Required actions:
1. Copy, word for word, everything in the VFS patch from "Signed-off-by: Miklos Szeredi" down to "insertions(+), 14 deletions(-)".
2. Continue the kernel patch on skipping lookup during exclusive create, starting right after its last line.

Selected text:
** Start **

[PATCH 24/25] vfs: optionally skip lookup on exclusive create

From: Miklos Szeredi
Date: Wed Mar 07 2012 - 16:24:06 EST


From: Miklos Szeredi <mszeredi@xxxxxxx>

NFS optimizes away the last component lookup for exclusive creation (create,
mkdir, mknod, link, symlink). It does this by checking for LOOKUP_EXCL in
nd->flags and skipping the actual lookup in that case, leaving a negative
unhashed dentry for the create function to fill.

Move this logic into the VFS which can be enabled by a filesystem flag.

Signed-off-by: Miklos Szeredi <mszeredi@xxxxxxx>
---
fs/namei.c | 12 +++++++++++-
fs/nfs/dir.c | 22 ++++++++++++----------
fs/nfs/super.c | 9 ++++++---
include/linux/fs.h | 1 +
4 files changed, 30 insertions(+), 14 deletions(-)

diff --git a/fs/namei.c b/fs/namei.c
index 5c95ce5..3e3652c 100644
--- a/fs/namei.c
+++ b/fs/namei.c
@@ -2709,6 +2709,7 @@ struct file *do_file_open_root(struct dentry *dentry, struct vfsmount *mnt,

struct dentry *kern_path_create(int dfd, const char *pathname, struct path *path, int is_dir)
{
+ bool need_lookup;
struct dentry *dentry = ERR_PTR(-EEXIST);
struct nameidata nd;
int error = do_path_lookup(dfd, pathname, LOOKUP_PARENT, &nd);
@@ -2728,10 +2729,19 @@ struct dentry *kern_path_create(int dfd, const char *pathname, struct path *path
* Do the final lookup.
*/
mutex_lock_nested(&nd.path.dentry->d_inode->i_mutex, I_MUTEX_PARENT);
- dentry = lookup_hash(&nd);
+ dentry = lookup_dcache(&nd.last, nd.path.dentry, &nd, &need_lookup);
if (IS_ERR(dentry))
goto fail;

+ if (need_lookup) {
+ struct inode *dir = nd.path.dentry->d_inode;
+ if (!(dir->i_sb->s_type->fs_flags & FS_SKIP_LOOKUP_EXCL)) {
+ dentry = lookup_real(dir, dentry, &nd);
+ if (IS_ERR(dentry))

** End **

Data records:
** Start **

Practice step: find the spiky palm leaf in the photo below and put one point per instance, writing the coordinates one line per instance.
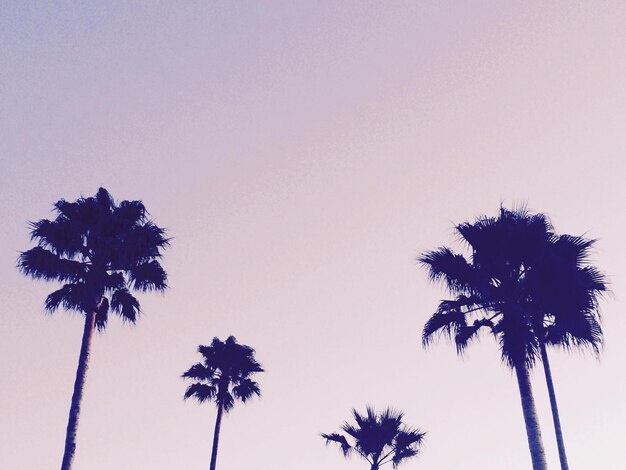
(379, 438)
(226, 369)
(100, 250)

** End **
** Start **

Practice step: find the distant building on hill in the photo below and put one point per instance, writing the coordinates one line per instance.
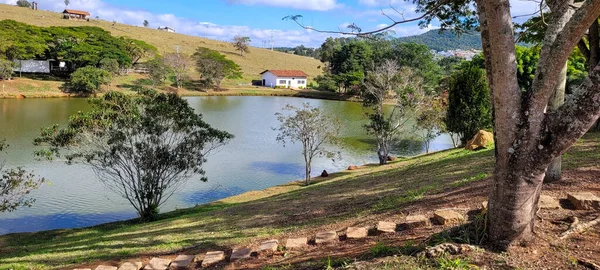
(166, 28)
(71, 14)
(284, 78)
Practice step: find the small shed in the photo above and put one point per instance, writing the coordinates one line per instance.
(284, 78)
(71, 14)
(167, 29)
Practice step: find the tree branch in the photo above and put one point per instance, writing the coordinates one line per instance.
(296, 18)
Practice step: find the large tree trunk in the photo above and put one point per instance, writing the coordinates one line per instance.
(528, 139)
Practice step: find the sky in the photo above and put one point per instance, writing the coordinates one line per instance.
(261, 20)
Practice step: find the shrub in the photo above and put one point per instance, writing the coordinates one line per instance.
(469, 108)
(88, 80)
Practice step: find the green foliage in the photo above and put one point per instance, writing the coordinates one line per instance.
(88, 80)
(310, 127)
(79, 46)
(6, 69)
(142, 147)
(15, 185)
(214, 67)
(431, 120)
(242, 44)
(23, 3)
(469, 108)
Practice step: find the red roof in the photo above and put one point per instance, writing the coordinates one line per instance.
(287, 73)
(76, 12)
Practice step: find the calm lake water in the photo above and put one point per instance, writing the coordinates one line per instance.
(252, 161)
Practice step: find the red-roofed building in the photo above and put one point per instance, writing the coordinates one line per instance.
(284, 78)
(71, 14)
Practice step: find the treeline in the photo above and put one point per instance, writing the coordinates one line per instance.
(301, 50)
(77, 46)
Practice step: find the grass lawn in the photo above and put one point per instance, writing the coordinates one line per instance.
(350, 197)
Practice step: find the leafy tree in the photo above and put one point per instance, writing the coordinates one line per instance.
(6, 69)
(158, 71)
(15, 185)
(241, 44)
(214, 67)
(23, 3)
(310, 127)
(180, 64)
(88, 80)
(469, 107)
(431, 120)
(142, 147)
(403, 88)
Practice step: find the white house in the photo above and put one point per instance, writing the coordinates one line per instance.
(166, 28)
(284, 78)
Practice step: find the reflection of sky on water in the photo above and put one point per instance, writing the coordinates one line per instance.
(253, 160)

** End **

Task responses:
1.
Signed-off-by: Miklos Szeredi <mszeredi@xxxxxxx>
---
fs/namei.c | 12 +++++++++++-
fs/nfs/dir.c | 22 ++++++++++++----------
fs/nfs/super.c | 9 ++++++---
include/linux/fs.h | 1 +
4 files changed, 30 insertions(+), 14 deletions(-)

2.
+ goto fail;
+ }
+ }
+
if (dentry->d_inode)
goto eexist;
/*
diff --git a/fs/nfs/dir.c b/fs/nfs/dir.c
index 887226d..2b91cf3 100644
--- a/fs/nfs/dir.c
+++ b/fs/nfs/dir.c
@@ -1286,16 +1286,6 @@ static struct dentry *nfs_lookup(struct inode *dir, struct dentry * dentry, stru
if (dentry->d_name.len > NFS_SERVER(dir)->namelen)
goto out;

- /*
- * If we're doing an exclusive create, optimize away the lookup
- * but don't hash the dentry.
- */
- if (nfs_is_exclusive_create(dir, nd)) {
- d_instantiate(dentry, NULL);
- res = NULL;
- goto out;
- }
-
res = ERR_PTR(-ENOMEM);
fhandle = nfs_alloc_fhandle();
fattr = nfs_alloc_fattr();
@@ -1612,6 +1602,9 @@ nfs_mknod(struct inode *dir, struct dentry *dentry, umode_t mode, dev_t rdev)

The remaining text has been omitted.